TASK BRIEF ::
Transcribe the following records in full, exactly as shown.

####################

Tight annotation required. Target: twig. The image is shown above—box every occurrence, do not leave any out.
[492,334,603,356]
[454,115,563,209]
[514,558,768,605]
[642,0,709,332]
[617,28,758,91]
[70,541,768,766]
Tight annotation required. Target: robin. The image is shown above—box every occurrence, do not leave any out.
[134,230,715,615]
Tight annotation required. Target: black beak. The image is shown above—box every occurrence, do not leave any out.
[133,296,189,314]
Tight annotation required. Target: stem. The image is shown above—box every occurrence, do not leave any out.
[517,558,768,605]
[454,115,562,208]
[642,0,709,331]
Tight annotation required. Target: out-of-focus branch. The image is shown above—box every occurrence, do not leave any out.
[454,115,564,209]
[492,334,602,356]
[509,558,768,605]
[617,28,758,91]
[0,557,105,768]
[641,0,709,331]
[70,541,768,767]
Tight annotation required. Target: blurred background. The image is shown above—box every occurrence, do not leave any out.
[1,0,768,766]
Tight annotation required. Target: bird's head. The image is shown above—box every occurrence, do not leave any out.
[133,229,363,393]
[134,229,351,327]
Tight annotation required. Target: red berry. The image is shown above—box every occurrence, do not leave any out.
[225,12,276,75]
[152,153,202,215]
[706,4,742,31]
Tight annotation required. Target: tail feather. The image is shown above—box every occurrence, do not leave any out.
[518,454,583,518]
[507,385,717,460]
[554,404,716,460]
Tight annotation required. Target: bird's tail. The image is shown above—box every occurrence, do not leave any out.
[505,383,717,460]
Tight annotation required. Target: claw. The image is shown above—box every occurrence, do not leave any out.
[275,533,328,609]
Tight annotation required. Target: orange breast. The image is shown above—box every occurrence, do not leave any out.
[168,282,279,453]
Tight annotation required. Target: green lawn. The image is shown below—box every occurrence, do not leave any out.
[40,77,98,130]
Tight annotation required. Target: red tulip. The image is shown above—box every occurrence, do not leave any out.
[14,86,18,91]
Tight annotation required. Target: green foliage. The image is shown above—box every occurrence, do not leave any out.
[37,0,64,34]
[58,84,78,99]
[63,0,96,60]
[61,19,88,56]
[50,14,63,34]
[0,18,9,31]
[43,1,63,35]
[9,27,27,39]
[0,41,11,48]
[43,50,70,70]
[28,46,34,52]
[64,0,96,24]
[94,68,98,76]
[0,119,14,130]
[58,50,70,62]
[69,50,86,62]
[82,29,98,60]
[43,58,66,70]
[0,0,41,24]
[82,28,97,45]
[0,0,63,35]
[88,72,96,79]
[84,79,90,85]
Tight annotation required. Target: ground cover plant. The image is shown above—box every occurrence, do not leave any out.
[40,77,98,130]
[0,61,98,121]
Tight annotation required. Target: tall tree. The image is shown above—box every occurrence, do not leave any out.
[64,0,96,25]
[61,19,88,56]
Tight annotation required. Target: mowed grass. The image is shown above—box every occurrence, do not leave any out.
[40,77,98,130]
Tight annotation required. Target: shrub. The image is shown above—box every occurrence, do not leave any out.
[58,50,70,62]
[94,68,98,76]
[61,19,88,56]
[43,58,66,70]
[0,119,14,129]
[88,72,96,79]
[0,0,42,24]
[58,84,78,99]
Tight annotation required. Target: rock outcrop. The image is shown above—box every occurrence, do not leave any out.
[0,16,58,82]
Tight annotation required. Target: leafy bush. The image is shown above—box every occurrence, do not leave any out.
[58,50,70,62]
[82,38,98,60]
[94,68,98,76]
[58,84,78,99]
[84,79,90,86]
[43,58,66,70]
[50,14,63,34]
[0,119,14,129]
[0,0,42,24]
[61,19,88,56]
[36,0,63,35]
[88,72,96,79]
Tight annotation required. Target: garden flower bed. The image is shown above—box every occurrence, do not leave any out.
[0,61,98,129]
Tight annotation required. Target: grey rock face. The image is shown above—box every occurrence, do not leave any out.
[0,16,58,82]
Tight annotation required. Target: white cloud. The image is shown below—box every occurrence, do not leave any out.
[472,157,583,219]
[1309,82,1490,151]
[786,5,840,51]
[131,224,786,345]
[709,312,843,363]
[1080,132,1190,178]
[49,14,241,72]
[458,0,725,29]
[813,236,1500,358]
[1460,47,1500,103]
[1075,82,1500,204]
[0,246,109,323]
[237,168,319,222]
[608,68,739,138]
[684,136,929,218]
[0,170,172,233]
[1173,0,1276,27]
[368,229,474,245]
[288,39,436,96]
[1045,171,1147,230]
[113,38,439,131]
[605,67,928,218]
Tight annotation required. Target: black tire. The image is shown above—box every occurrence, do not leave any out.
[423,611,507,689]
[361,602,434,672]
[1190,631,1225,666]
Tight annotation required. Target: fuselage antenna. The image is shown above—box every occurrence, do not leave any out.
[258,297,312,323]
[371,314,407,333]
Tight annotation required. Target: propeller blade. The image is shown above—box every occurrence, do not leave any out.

####################

ANSWER TO THE PROBLEM ::
Tight annotation required. Target: twig. The image is shown above—box every occurrence, do not leave any out.
[492,334,603,356]
[454,115,563,209]
[514,558,768,605]
[642,0,709,332]
[617,28,758,91]
[70,541,768,766]
Tight annotation required. Target: robin. The image is shown above—box every occurrence, do not leave any out.
[134,230,715,615]
Tight annotation required. Target: black beak. The image is shown above—box every occurrence, do not leave any out.
[133,296,189,314]
Tight annotation required. Target: stem. The image is shown above—box every occurrence, do not leave any out.
[517,558,768,605]
[454,115,562,208]
[642,0,709,331]
Tight annotation required. Target: out-of-focus branch. The image is shown above—box every occurrence, do not leave any out.
[454,115,564,209]
[492,334,602,356]
[509,558,768,605]
[617,28,758,91]
[0,557,105,768]
[641,0,709,331]
[70,541,768,767]
Tight annotation required. Target: blurred background. The image is shown above—box every occurrence, do not leave any out.
[1,0,768,766]
Tight annotation required. Target: bird's head. The image is shown above—box every occurrence, do not leave any out.
[133,229,363,393]
[134,229,351,327]
Tight annotation required. Target: red berry. The image is shown above—box every occurrence, do not leave any out.
[225,12,276,75]
[152,153,202,215]
[706,4,742,31]
Tight annotation required. Target: tail feather. The image is shown above—box every occurrence, do not leave any out.
[518,454,583,518]
[507,385,717,460]
[554,404,716,460]
Tight annotation required. Target: bird's tail. The image is shown above—box every occurrence, do not leave any out.
[505,383,717,460]
Tight annotation required. Target: claw. The image is shown above—box every occurrence, do not leave any out.
[275,533,328,609]
Tight annotation required. Target: orange breast. The image is shown above—box every occurrence, do not leave any out.
[168,282,279,453]
Tight annotation required. Target: green lawn. The image is shown below—box every occurrence, do not leave any out.
[40,77,98,130]
Tight annotation required. Target: red tulip. The image is shown above—box every occurrence, do not leave any out.
[14,86,18,91]
Tight annotation required. Target: green foliage. The image is shown above—box every occurrence, do not leave any out.
[37,0,64,34]
[58,84,78,99]
[63,0,96,60]
[61,19,88,56]
[50,14,63,34]
[0,18,9,31]
[43,1,63,35]
[9,27,27,39]
[0,41,11,48]
[43,50,70,70]
[28,46,34,52]
[64,0,96,24]
[94,68,98,76]
[0,119,14,130]
[58,50,70,62]
[69,50,86,62]
[82,29,98,60]
[43,58,66,70]
[0,0,41,24]
[82,28,97,45]
[0,0,63,35]
[88,72,96,79]
[84,79,90,85]
Tight annotation required. Target: ground cover plant. The image is shown above—box every occurrence, do not leave any out.
[40,77,98,130]
[0,61,98,121]
Tight annotation required. Target: tall tree. The image is shown above—box every occurrence, do not leave any out.
[64,0,96,25]
[61,19,88,56]
Tight annotation required. Target: mowed grass. The image is shown above—box every occurrence, do not leave any out.
[40,77,98,130]
Tight annotation required. Target: shrub. The image is shown above—box every occurrence, do not leave any out.
[58,50,70,62]
[94,68,98,76]
[61,19,88,56]
[43,58,66,70]
[0,119,14,129]
[88,72,96,79]
[0,0,42,24]
[58,84,78,99]
Tight annotation required. Target: rock outcrop. The image is shown above—box every occurrence, do not leave any out.
[0,16,58,82]
Tight annotation required. Target: leafy bush. The image is shown above—box every occurrence, do not leave any out.
[58,50,70,62]
[82,38,98,60]
[94,68,98,76]
[58,84,78,99]
[84,79,90,86]
[43,58,66,70]
[50,14,63,34]
[0,119,14,129]
[0,0,42,24]
[61,19,88,56]
[36,0,63,35]
[88,72,96,79]
Tight annotation required. Target: garden flower bed. The image is shown above—box every occurrence, do not leave any out.
[0,61,98,129]
Tight annotation required. Target: grey rock face. The image is shown above—box every occurrence, do not leave any out.
[0,16,58,82]
Tight annotation required. Target: white cloud. The image is shown below—box every occurrence, do not leave any out.
[472,157,583,219]
[1309,82,1490,151]
[786,5,840,51]
[131,224,786,345]
[709,312,843,363]
[1080,132,1190,178]
[49,14,241,72]
[458,0,725,29]
[813,236,1500,358]
[1460,47,1500,103]
[1075,82,1500,204]
[0,246,109,323]
[237,168,319,222]
[608,68,739,138]
[684,136,929,218]
[0,170,172,233]
[1173,0,1276,27]
[368,229,474,245]
[288,39,436,96]
[1045,171,1147,230]
[113,38,439,131]
[605,67,928,218]
Tight annotation required. Target: black tire. The image is shown above—box every occurrence, do not leave any out.
[423,611,507,689]
[361,602,434,672]
[1190,631,1225,666]
Tight annotation required. Target: fuselage antenna. The image is shown above—box every occurrence, do not leave any out.
[258,297,312,323]
[371,314,407,333]
Tight annotation required. Target: propeller blade. The image is shown above—box every occurrence, do not leave any out.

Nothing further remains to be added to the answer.